_STATED EXERCISE_:
Quote each line exactly, from the line that contains "Place one marker on each instance of the sky." down to the last line of the listing, and no other lines.

═════ GIVEN INFORMATION

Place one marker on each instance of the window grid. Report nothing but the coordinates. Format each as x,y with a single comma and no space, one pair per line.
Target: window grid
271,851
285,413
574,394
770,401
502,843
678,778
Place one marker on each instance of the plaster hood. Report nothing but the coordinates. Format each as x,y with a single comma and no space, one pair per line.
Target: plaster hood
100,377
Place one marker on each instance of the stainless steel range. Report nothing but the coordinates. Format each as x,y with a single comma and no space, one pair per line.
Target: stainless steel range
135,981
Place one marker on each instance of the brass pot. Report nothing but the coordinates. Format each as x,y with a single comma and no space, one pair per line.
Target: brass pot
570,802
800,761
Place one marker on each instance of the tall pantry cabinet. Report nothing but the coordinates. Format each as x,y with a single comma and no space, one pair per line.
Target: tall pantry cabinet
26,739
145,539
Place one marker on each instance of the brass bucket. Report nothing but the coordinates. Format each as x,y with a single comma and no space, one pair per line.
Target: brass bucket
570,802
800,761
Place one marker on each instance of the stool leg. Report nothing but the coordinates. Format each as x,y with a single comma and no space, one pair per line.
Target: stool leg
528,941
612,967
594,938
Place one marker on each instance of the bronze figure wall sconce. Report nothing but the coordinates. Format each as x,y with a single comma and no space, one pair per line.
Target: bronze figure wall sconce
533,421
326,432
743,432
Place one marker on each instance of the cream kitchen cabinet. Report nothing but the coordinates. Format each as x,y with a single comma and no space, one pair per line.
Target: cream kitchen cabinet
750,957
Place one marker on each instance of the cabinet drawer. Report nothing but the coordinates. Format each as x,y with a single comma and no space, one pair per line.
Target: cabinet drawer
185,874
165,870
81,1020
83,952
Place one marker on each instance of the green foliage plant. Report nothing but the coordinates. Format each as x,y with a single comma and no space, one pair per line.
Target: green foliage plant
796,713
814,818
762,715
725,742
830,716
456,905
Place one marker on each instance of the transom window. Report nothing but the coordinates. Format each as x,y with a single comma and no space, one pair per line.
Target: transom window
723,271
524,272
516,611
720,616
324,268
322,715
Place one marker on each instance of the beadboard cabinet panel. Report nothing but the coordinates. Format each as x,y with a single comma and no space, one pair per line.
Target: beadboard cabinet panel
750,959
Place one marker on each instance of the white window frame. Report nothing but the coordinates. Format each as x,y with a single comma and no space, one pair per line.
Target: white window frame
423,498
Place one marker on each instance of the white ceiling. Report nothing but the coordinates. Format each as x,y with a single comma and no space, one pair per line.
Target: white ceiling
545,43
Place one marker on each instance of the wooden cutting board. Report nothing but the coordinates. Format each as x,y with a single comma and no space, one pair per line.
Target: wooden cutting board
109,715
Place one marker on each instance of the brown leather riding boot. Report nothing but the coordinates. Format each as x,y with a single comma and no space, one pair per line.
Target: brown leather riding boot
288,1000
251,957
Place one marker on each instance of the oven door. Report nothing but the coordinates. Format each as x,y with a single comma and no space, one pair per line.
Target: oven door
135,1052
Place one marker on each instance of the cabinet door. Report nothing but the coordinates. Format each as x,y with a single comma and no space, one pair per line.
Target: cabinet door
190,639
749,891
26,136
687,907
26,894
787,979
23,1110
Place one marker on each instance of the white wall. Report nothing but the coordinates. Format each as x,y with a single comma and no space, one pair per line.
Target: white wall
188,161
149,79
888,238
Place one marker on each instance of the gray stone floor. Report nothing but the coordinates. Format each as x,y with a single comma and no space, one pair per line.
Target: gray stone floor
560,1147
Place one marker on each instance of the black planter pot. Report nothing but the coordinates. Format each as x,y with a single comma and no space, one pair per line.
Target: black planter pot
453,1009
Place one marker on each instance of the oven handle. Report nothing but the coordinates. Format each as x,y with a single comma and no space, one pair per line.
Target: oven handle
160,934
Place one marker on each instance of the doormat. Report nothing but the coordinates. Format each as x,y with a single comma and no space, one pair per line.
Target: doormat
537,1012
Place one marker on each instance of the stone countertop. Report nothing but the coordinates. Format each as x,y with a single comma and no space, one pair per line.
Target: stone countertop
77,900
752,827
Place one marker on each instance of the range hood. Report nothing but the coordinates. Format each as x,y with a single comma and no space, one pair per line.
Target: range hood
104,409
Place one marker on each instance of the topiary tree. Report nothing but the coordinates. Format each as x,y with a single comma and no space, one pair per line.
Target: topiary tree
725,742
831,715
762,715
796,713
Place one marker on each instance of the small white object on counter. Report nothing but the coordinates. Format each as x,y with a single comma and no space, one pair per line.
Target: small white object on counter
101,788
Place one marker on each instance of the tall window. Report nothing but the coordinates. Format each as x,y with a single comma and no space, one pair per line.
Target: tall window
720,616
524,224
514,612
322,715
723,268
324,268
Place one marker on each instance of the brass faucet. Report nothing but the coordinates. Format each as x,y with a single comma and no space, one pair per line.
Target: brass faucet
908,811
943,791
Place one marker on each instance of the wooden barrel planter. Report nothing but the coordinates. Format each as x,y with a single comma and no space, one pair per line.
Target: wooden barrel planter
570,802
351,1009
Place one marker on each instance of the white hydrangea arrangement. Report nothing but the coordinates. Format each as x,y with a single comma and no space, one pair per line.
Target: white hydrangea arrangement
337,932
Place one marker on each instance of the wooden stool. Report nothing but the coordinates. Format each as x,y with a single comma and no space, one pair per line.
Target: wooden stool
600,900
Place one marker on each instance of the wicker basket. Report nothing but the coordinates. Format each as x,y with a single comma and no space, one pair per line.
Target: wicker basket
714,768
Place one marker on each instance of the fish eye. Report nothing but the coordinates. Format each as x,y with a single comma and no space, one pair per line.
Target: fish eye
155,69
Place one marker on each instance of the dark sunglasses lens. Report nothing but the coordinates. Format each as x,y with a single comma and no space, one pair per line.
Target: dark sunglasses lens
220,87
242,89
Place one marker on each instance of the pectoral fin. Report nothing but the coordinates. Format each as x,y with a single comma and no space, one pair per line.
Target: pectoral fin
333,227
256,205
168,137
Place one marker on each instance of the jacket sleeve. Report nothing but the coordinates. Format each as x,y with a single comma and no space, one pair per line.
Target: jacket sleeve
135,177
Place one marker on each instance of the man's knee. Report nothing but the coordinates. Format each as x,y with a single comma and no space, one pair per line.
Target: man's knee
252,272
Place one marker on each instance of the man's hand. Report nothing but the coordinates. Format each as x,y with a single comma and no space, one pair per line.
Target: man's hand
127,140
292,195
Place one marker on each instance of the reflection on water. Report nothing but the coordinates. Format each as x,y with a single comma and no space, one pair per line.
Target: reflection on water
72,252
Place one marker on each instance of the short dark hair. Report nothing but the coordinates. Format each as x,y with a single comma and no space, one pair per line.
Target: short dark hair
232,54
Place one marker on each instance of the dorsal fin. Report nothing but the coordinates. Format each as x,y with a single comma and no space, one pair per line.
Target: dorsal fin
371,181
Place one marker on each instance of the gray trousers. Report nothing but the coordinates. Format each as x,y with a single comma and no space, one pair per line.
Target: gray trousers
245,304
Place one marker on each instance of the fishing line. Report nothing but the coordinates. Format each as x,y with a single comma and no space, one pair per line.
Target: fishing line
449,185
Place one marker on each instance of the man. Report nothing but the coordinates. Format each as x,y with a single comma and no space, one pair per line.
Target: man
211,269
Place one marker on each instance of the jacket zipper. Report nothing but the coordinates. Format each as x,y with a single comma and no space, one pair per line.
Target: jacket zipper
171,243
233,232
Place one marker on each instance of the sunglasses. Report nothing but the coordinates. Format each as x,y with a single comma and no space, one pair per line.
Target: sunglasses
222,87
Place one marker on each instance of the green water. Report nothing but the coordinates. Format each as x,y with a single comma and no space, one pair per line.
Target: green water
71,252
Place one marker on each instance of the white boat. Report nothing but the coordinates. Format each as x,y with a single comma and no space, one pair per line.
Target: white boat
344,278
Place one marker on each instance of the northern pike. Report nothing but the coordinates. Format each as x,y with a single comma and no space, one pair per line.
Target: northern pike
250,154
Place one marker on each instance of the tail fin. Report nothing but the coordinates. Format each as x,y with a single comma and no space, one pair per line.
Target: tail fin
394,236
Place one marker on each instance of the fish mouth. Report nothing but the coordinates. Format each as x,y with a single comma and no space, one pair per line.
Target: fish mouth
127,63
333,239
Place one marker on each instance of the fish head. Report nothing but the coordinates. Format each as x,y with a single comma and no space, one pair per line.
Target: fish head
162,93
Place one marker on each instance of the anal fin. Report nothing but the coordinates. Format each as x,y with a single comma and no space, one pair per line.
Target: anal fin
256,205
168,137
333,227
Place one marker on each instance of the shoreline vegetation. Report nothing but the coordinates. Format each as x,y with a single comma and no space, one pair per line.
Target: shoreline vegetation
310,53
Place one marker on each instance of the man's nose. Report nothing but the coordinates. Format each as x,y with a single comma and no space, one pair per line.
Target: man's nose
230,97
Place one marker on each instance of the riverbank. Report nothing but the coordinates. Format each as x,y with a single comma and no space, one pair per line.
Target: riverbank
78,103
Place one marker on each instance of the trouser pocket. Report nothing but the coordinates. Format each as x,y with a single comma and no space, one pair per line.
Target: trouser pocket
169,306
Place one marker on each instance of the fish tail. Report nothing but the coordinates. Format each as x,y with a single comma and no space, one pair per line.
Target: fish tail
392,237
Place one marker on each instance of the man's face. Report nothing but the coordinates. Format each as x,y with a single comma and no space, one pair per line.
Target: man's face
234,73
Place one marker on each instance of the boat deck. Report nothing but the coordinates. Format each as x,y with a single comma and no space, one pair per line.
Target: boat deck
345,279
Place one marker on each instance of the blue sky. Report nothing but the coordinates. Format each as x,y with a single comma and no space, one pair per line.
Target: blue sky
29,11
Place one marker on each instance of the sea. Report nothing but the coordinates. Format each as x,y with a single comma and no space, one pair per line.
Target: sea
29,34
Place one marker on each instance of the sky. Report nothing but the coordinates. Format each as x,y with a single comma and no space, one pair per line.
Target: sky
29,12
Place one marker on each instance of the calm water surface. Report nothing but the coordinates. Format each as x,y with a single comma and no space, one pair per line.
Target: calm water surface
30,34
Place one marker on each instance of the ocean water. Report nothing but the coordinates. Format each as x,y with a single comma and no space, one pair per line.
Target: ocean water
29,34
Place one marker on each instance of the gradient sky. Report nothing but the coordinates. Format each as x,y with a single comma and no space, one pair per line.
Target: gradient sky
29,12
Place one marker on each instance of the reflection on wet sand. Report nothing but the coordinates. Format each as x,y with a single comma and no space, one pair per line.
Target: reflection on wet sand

══════════

_FINAL RESULT_:
Place one marker on each instance of the sky. Report nothing but the coordinates. Format each as x,y with a single comma and no space, one pair per line.
Target: sky
29,12
Place one marker on each instance of the calm water surface. Report nothing but the coordinates. Format each as x,y with a single comma and no space, one pair per line.
Target: calm water surface
30,34
Place one marker on each instance of the ocean water. Report nothing but the coordinates. Format each as x,y with a single comma and no space, one pair per line.
Target: ocean water
29,34
Place one marker on each instance of the gradient sky. Report nothing but the coordinates. Format each as x,y with a single comma and no space, one pair per line.
Target: gradient sky
29,12
Place one marker on each instance of the reflection on wet sand. Report nothing but the coordinates. Format each as x,y with a single comma and no space, one pair per line.
Target: reflection on wet sand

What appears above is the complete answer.